-- START MATERIAL FOR THE TASK --

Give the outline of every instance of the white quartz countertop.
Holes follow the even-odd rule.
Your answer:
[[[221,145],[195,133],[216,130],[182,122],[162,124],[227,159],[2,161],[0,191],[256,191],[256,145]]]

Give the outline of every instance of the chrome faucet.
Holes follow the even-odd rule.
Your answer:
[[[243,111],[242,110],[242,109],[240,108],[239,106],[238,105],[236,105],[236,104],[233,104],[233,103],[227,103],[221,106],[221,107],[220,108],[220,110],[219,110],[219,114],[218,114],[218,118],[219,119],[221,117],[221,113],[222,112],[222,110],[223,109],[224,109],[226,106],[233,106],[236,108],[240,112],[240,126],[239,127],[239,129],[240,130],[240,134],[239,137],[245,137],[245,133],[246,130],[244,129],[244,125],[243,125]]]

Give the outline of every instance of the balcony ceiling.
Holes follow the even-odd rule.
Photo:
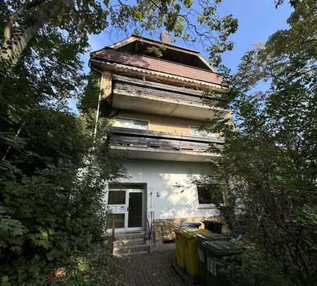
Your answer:
[[[158,150],[138,147],[110,146],[112,152],[128,159],[208,163],[218,154],[185,150]]]
[[[206,105],[151,95],[142,96],[123,91],[114,93],[113,108],[196,120],[212,119],[215,115],[214,111]],[[223,110],[223,112],[228,114],[229,112]]]

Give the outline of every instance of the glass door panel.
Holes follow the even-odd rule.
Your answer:
[[[107,228],[112,228],[114,223],[115,228],[124,230],[126,216],[126,200],[125,190],[109,190],[108,207],[111,213],[107,215]]]

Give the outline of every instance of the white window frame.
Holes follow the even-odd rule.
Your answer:
[[[113,126],[115,127],[120,127],[120,126],[116,126],[115,124],[116,124],[116,119],[126,119],[126,120],[137,120],[137,121],[142,121],[144,122],[147,122],[147,129],[140,129],[139,128],[134,128],[134,123],[133,123],[133,127],[130,127],[132,129],[137,129],[137,130],[144,130],[144,131],[149,131],[149,126],[150,126],[150,122],[149,120],[147,120],[147,119],[139,119],[138,118],[132,118],[132,117],[123,117],[123,116],[118,116],[118,117],[113,117]],[[126,127],[121,127],[121,128],[126,128]]]
[[[199,203],[199,194],[198,194],[198,187],[200,186],[203,186],[203,185],[196,185],[196,190],[197,190],[197,200],[198,200],[198,209],[216,209],[216,204],[201,204]],[[220,206],[224,206],[225,205],[225,197],[223,196],[223,203],[220,204]]]

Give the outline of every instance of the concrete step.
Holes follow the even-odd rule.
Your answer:
[[[144,240],[143,238],[135,238],[132,240],[125,238],[118,240],[117,238],[117,240],[113,242],[114,247],[130,247],[141,245],[144,245]]]
[[[124,253],[121,254],[113,254],[113,256],[115,258],[120,258],[120,257],[127,257],[127,256],[132,256],[133,255],[142,255],[142,254],[148,254],[147,250],[147,251],[142,251],[142,252],[131,252],[131,253]]]
[[[143,245],[128,246],[128,247],[119,247],[113,248],[113,256],[123,256],[123,254],[133,255],[135,254],[139,254],[140,252],[147,252],[147,246]]]
[[[135,239],[143,239],[144,238],[144,232],[137,232],[137,233],[116,233],[115,240],[130,240]]]

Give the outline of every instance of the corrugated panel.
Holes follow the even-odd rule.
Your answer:
[[[92,53],[92,58],[101,58],[114,63],[196,79],[216,84],[220,84],[222,82],[221,77],[212,72],[122,51],[105,48]]]

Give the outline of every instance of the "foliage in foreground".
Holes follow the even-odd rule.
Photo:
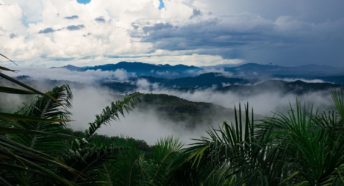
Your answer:
[[[335,110],[297,102],[286,113],[255,121],[246,105],[187,147],[174,138],[156,145],[97,135],[133,108],[140,94],[106,107],[84,132],[66,126],[67,85],[41,93],[0,75],[14,87],[1,94],[38,94],[15,113],[0,113],[1,185],[344,185],[344,93]]]

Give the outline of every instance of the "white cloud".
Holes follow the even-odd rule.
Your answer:
[[[232,58],[265,63],[286,63],[289,58],[294,63],[335,63],[344,58],[338,49],[343,47],[344,28],[340,0],[164,0],[161,10],[158,0],[1,2],[0,52],[27,61],[20,63],[25,65],[58,66],[52,58],[70,58],[68,63],[79,65],[113,62],[108,56],[190,65],[236,63]],[[72,15],[78,18],[65,19]],[[104,21],[97,22],[99,17]],[[158,23],[172,25],[163,38],[145,32]],[[73,25],[82,29],[66,29]],[[39,33],[47,28],[52,32]],[[291,48],[281,47],[290,43]],[[158,55],[159,50],[165,53]],[[305,59],[297,60],[300,56]]]

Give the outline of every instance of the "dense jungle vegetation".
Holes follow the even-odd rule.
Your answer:
[[[288,112],[255,120],[248,105],[193,144],[167,137],[153,146],[97,135],[129,112],[140,93],[111,103],[83,132],[68,128],[68,85],[43,93],[6,75],[0,94],[32,95],[0,113],[0,185],[344,185],[344,92],[335,110],[297,101]],[[6,105],[0,105],[6,110]],[[130,113],[128,113],[130,114]]]

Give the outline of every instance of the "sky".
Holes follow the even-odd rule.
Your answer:
[[[0,53],[20,66],[344,66],[343,7],[343,0],[0,0]]]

-- END MATERIAL FOR THE TASK --

* **REQUIRED WORK**: Which lines in the material above contain the string "panel"? Report each of them in full.

* **RESULT FOR THIS TASK**:
Give the outline of every instance of the glass door panel.
Give the outline of every instance of the corrugated panel.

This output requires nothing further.